(Directions for this task) Output, word for word, the span of lines that starts at the one containing "One marker serves each instance of the long" and ends at the last line of the records.

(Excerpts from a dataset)
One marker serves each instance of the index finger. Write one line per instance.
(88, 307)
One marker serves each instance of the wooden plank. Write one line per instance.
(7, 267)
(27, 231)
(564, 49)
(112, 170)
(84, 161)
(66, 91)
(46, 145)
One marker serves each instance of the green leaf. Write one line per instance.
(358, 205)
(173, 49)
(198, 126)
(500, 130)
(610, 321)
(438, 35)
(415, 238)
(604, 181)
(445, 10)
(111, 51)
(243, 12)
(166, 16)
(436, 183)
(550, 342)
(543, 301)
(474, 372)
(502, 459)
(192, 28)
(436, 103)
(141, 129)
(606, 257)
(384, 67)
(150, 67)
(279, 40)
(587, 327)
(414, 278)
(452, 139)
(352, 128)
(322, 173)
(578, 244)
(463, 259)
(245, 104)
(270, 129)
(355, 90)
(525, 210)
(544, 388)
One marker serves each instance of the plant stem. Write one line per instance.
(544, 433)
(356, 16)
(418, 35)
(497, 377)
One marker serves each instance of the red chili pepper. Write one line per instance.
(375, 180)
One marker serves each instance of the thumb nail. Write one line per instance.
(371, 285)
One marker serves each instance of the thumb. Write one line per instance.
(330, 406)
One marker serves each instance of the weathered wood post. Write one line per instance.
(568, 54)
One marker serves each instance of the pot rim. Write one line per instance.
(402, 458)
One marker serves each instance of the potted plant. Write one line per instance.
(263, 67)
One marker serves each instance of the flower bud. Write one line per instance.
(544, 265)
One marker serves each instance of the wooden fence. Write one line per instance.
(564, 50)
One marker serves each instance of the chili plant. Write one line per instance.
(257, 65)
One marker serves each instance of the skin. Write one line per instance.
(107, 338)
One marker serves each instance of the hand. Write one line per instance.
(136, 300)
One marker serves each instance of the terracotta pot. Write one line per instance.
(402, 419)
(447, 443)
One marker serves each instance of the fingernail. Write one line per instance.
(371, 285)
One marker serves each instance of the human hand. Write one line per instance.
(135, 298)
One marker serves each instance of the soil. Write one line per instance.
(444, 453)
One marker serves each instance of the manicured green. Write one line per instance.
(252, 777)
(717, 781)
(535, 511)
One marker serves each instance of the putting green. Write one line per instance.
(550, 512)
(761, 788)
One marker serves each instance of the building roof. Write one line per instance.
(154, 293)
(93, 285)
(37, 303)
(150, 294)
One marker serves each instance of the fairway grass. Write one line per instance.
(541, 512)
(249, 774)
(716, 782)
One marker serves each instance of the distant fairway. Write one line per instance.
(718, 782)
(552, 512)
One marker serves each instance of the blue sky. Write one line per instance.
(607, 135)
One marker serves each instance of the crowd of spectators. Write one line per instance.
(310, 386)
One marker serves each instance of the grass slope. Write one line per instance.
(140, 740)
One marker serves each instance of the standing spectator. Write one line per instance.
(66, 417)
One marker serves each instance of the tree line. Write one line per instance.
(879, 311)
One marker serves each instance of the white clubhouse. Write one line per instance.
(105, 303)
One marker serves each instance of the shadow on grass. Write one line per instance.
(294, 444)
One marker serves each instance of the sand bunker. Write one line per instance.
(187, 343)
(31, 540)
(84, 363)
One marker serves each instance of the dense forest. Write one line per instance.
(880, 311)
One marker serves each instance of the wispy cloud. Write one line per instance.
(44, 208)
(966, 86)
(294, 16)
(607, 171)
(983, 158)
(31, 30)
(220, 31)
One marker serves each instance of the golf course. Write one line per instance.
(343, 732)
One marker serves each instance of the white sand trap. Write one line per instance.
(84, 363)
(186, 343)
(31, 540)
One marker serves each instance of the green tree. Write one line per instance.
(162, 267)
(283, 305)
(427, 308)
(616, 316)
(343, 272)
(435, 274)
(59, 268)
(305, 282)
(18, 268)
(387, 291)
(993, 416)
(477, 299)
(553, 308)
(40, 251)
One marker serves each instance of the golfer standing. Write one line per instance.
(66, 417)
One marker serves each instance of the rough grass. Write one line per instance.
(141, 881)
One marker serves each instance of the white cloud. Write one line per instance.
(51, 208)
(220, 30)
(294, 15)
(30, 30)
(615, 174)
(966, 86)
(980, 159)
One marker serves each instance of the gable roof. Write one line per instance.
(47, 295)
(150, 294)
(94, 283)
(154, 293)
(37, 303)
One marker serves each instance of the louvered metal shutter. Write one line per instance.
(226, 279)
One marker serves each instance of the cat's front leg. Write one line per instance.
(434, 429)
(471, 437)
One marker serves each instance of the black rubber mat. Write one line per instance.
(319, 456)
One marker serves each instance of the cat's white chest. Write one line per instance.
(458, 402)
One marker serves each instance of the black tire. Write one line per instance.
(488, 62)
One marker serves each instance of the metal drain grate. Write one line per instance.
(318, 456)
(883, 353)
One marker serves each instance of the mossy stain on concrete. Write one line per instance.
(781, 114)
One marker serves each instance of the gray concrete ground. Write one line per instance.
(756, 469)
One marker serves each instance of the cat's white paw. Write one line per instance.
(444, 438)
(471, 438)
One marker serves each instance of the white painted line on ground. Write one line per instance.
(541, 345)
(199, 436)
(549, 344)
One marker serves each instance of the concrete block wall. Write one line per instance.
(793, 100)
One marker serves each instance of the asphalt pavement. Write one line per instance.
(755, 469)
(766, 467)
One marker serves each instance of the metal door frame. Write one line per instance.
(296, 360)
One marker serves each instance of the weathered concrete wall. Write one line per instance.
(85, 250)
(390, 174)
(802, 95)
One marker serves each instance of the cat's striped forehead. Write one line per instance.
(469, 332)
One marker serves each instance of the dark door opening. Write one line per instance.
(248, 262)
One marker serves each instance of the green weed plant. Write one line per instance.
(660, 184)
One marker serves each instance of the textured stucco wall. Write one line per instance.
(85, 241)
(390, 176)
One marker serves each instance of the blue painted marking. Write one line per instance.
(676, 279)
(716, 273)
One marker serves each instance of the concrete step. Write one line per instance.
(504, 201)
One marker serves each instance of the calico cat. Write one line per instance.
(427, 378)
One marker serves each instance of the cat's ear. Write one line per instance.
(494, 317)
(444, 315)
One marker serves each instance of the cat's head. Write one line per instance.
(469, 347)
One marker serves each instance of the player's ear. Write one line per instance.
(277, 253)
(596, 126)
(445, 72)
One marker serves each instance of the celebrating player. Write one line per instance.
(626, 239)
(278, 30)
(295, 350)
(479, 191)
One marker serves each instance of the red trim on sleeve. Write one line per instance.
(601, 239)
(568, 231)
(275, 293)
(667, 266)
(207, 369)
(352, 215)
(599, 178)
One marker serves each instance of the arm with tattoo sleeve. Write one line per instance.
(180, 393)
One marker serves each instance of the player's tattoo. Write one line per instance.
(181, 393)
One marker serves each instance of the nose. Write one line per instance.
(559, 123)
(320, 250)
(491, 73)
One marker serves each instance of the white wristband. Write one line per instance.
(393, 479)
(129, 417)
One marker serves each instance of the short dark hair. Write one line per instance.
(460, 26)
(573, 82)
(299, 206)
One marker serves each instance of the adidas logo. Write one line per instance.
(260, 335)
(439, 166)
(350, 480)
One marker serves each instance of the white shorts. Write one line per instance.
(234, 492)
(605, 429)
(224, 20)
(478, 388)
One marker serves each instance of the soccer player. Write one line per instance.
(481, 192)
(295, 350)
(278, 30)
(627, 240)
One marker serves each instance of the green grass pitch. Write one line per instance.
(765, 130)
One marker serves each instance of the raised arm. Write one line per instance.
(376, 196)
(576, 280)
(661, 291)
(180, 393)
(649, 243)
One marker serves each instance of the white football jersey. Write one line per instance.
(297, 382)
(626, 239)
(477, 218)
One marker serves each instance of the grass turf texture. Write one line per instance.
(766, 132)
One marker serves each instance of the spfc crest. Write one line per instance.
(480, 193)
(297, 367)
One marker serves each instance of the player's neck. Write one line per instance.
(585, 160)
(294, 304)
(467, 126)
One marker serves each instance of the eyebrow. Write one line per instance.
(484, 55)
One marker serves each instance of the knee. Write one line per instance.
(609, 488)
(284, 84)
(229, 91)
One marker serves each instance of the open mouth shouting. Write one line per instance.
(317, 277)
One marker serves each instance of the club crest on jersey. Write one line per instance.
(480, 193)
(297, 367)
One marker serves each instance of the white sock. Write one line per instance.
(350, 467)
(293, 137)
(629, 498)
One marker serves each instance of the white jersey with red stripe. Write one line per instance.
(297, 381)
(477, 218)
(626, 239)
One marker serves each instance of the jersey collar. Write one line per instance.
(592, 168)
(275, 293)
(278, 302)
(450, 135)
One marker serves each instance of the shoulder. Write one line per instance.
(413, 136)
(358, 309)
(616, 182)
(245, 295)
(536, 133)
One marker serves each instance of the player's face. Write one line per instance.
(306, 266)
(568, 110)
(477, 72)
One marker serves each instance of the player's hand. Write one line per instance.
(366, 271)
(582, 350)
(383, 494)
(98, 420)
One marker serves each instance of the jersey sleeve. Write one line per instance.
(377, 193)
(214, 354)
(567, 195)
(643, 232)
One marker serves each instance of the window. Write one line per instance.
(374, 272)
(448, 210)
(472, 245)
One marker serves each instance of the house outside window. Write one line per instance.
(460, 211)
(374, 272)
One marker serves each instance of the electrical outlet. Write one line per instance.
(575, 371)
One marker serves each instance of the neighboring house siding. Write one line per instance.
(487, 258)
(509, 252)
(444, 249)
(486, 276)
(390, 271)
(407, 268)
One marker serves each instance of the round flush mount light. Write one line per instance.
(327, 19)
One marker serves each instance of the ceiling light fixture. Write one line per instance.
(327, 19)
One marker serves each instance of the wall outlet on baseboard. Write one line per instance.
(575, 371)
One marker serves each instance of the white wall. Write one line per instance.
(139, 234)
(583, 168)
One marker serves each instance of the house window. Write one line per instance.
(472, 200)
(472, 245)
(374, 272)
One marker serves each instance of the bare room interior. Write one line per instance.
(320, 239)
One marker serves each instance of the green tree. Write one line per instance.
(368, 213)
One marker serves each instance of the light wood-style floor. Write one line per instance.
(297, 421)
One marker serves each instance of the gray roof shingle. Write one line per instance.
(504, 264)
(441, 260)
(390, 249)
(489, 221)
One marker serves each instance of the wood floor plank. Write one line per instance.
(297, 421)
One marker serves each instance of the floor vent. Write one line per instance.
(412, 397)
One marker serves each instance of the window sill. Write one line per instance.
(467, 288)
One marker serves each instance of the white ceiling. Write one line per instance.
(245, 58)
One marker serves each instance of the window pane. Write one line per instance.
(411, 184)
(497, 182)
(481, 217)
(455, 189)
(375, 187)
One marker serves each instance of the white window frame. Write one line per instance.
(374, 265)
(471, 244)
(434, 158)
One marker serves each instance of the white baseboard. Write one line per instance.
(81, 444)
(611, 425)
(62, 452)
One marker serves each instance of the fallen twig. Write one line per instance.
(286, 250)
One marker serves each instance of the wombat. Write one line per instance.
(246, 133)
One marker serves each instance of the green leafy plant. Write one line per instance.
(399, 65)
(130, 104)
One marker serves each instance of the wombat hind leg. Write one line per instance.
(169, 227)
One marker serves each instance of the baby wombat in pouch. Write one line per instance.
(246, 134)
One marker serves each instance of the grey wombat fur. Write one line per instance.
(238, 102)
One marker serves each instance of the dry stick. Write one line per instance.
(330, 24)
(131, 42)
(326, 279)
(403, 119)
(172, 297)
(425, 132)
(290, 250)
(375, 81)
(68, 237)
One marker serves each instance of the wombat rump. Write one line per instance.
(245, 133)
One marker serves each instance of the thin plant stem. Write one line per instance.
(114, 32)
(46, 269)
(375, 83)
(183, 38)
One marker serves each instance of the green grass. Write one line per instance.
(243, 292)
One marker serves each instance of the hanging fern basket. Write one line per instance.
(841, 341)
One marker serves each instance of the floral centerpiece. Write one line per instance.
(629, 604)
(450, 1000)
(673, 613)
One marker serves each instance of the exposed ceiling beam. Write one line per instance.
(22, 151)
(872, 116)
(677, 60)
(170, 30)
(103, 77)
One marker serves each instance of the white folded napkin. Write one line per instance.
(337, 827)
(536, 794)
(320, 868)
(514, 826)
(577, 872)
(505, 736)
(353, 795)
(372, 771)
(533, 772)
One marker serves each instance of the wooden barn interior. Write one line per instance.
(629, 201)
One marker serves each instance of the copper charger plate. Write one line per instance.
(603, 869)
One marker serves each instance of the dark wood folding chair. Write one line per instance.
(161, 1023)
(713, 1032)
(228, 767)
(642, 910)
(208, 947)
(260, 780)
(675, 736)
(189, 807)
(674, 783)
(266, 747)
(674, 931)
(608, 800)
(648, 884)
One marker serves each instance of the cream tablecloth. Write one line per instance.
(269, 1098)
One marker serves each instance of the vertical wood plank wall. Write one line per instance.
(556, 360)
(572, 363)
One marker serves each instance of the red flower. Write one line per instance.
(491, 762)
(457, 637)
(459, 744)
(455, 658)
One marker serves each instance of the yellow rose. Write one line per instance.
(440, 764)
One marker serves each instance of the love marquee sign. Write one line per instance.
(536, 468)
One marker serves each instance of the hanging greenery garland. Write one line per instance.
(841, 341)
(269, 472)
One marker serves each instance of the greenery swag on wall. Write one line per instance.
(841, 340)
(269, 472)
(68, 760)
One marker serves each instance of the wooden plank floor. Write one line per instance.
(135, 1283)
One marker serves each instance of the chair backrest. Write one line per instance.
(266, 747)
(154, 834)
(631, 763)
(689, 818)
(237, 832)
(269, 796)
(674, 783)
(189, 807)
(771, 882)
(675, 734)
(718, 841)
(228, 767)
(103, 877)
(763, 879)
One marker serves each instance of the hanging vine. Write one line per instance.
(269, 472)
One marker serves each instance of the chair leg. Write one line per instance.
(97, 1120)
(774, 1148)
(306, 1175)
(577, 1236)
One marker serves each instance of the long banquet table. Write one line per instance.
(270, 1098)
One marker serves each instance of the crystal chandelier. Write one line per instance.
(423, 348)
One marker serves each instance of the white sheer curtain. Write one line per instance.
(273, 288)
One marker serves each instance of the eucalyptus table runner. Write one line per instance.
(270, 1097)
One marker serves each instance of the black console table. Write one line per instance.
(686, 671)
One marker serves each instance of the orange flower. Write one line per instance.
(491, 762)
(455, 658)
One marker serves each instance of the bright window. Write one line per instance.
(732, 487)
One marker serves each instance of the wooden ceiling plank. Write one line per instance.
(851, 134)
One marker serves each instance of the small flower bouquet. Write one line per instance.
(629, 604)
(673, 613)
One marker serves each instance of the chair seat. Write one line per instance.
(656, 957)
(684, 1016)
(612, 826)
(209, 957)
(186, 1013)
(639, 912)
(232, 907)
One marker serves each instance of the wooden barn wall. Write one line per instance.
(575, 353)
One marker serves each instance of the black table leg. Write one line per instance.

(Final answer)
One marker serves each instance of the long banquet table. Write one line per instance.
(270, 1098)
One marker serves each instance of the crystal chandelier. Write one line per instance.
(423, 348)
One marker serves each instance of the white sheer curtain. Write one line per instance.
(273, 288)
One marker serves each instance of the eucalyptus table runner. Write one line per instance.
(270, 1097)
One marker serves each instance of the black console table. Write one line per instance.
(686, 671)
One marker serves each instance of the orange flower. Write one line per instance.
(491, 762)
(455, 658)
One marker serves each instance of the bright window. Write one line per instance.
(732, 487)
One marker serves each instance of the wooden ceiling plank. Write one line per instance.
(851, 134)
One marker serves each instance of the small flower bouquet. Write one line per instance.
(629, 604)
(673, 613)
One marker serves each instance of the chair seat. Write one line per instance.
(656, 957)
(684, 1016)
(612, 826)
(209, 957)
(186, 1013)
(639, 912)
(232, 907)
One marker serves each instance of the wooden barn wall. Write one line per instance.
(575, 353)
One marker serves each instance of the black table leg. Write one line per instance.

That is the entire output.